→ **TASK TO COMPLETE**
Copy out the passage about Mrs. Parrish below word for word, in full.

→ **TEXT PASSAGE**

··········

Mrs. Parrish had a lingering effect on Gallo, as his English teacher. Gallo remembered one morning, before class, when he and three or four friends were hanging out in the parking lot 15 minutes before school began, talking about their cars. They decided it would be a good idea to head up to 43rd Street and drag race. They ended up being late to school. Gallo was in Mrs. Parrish's class when he got called down to the office by a runner.
She called Gallo to the front of the class to ask him why he was late. Gallo forgot his cover story and she could tell, he said. Before he headed out the door, she grabbed him on the arm and told him the truth would only hurt for a little while.
"I went up and told the truth," he said. "I never forgot that lesson."
Gene Page III learned a number of lessons from Mrs. Parrish as well, although he never had her in the classroom -- which she told him was by design, he said. Page met Mrs. Parrish through the First Baptist Church in Bradenton and said she never hesitated to admonish him or the other guys when they needed it.
"She would impress herself upon you," he said.
Page and Mrs. Parrish continued their relationship through the years, with Mrs. Parrish calling Page when he worked at the Bradenton Herald, assisting his father. Page, who went into real estate after leaving the Herald, helped her sell her condo at Village Green when she had to move.
"She was truly an icon well before her time," he said. "We'll all miss her so much."
Mrs. Parrish formally retired from the school district in 1983, but even then, she didn't slow down. She was a volunteer at Manatee Memorial Hospital and worked part-time as a funeral assistant for Shannon Funeral Home Westview Chapel for several years. She was a member of the First Presbyterian Church and a former member of Kirkwood Presbyterian Church of Bradenton.

··········

(Data excerpts)
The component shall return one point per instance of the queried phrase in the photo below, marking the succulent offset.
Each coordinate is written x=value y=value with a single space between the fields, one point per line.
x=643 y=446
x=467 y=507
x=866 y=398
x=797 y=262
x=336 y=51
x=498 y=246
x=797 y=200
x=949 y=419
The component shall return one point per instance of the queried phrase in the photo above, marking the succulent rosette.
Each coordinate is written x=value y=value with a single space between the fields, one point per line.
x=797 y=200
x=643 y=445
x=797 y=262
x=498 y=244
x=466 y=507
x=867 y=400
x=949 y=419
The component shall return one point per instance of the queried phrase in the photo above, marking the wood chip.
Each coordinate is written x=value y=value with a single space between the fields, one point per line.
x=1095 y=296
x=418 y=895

··········

→ **ANSWER SPACE**
Mrs. Parrish had a lingering effect on Gallo, as his English teacher. Gallo remembered one morning, before class, when he and three or four friends were hanging out in the parking lot 15 minutes before school began, talking about their cars. They decided it would be a good idea to head up to 43rd Street and drag race. They ended up being late to school. Gallo was in Mrs. Parrish's class when he got called down to the office by a runner.
She called Gallo to the front of the class to ask him why he was late. Gallo forgot his cover story and she could tell, he said. Before he headed out the door, she grabbed him on the arm and told him the truth would only hurt for a little while.
"I went up and told the truth," he said. "I never forgot that lesson."
Gene Page III learned a number of lessons from Mrs. Parrish as well, although he never had her in the classroom -- which she told him was by design, he said. Page met Mrs. Parrish through the First Baptist Church in Bradenton and said she never hesitated to admonish him or the other guys when they needed it.
"She would impress herself upon you," he said.
Page and Mrs. Parrish continued their relationship through the years, with Mrs. Parrish calling Page when he worked at the Bradenton Herald, assisting his father. Page, who went into real estate after leaving the Herald, helped her sell her condo at Village Green when she had to move.
"She was truly an icon well before her time," he said. "We'll all miss her so much."
Mrs. Parrish formally retired from the school district in 1983, but even then, she didn't slow down. She was a volunteer at Manatee Memorial Hospital and worked part-time as a funeral assistant for Shannon Funeral Home Westview Chapel for several years. She was a member of the First Presbyterian Church and a former member of Kirkwood Presbyterian Church of Bradenton.